Directions for this task — The records below must be copied in full; omit the images.

· · ·

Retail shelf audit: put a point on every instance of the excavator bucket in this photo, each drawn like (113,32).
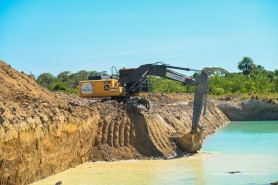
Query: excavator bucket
(190,142)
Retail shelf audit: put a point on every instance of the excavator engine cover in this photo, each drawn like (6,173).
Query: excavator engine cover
(190,142)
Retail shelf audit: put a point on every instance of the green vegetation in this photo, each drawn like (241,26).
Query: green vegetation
(254,81)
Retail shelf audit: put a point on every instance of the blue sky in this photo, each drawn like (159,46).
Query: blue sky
(69,35)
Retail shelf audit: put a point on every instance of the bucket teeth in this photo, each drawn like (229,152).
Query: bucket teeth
(190,142)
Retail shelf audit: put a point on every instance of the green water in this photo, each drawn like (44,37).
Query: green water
(248,147)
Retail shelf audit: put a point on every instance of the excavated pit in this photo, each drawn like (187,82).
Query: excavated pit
(43,133)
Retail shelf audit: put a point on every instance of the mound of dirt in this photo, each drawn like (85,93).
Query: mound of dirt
(42,133)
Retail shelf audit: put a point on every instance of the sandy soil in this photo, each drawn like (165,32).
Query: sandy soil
(43,133)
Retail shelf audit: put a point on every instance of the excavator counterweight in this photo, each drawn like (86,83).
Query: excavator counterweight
(134,80)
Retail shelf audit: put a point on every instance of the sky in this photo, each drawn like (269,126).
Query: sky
(67,35)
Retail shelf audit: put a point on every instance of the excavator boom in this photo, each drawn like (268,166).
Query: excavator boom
(134,80)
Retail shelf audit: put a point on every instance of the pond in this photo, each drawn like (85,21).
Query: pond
(240,153)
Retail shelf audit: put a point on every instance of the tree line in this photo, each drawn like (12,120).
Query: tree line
(252,78)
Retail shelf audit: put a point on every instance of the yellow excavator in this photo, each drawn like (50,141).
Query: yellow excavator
(132,81)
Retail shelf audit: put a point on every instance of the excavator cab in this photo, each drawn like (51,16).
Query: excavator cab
(133,81)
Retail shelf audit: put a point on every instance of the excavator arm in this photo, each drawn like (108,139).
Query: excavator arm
(190,142)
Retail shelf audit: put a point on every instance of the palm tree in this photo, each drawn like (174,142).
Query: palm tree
(246,65)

· · ·

Exercise output —
Retail shelf audit: put a point on every instance of the excavator bucket in this photo, each drawn like (113,32).
Query: excavator bucket
(190,142)
Retail shelf audit: put a point on every instance of the excavator engine cover in this photo, each drawn like (6,173).
Query: excavator engine cover
(190,142)
Retail shelf audit: put a point on every instance of the green vegetation in this photo, each drawn like (241,26).
Query: green vegetation
(254,81)
Retail shelf audit: put a point on every instance of the blue sky in this photo, each drawn like (159,46).
Query: blue sky
(69,35)
Retail shelf audit: put a point on every instance of the bucket teeth in this photo, each drawn like (229,152).
Query: bucket teeth
(190,142)
Retail shelf audit: put a point on every instance of the green water in this photo, each drawn like (44,37).
Query: green water
(248,147)
Retail shelf audit: put a point on every instance of the excavated pit in this photo, each drawn like (187,82).
Query: excavated pit
(43,133)
Retail shelf audit: put a point on every instance of the mound of dirt in this photo, each drawn like (85,93).
Query: mound of dirt
(42,133)
Retail shelf audit: put a point on every instance of the sandy soil in this photo, each drawn like (165,32).
Query: sandy soil
(43,133)
Retail shelf audit: put a point on every instance of the excavator counterweight in this photo, each drawn like (86,83).
Query: excavator counterweight
(134,80)
Retail shelf audit: put a point on every instance of the sky in this photo, each drawn like (269,126).
Query: sky
(67,35)
Retail shelf audit: put a point on every instance of the excavator boom in this photo, each drawn like (268,166).
Query: excavator boom
(134,80)
Retail shelf audit: put a point on every instance of the pond in this photo, each drawn like (85,21).
Query: pond
(240,153)
Retail shelf audit: put a point on every instance of the tree line in this photo, each drawn like (12,120).
Query: tree line
(252,78)
Retail shelf audit: put a point on every instance of the yellow excavator in this photo, each drawn like (50,141).
Query: yellow excavator
(132,81)
Retail shelf audit: put a point on every instance of the excavator cab in this photo, each drawn like (51,16).
Query: excavator cab
(133,81)
Retail shelf audit: put a point on every instance of the excavator arm in this photo, each drawn like (108,139).
Query: excavator arm
(190,142)
Retail shelf audit: put a point on every instance of the palm tree in this photo, each drawn like (174,142).
Query: palm tree
(246,65)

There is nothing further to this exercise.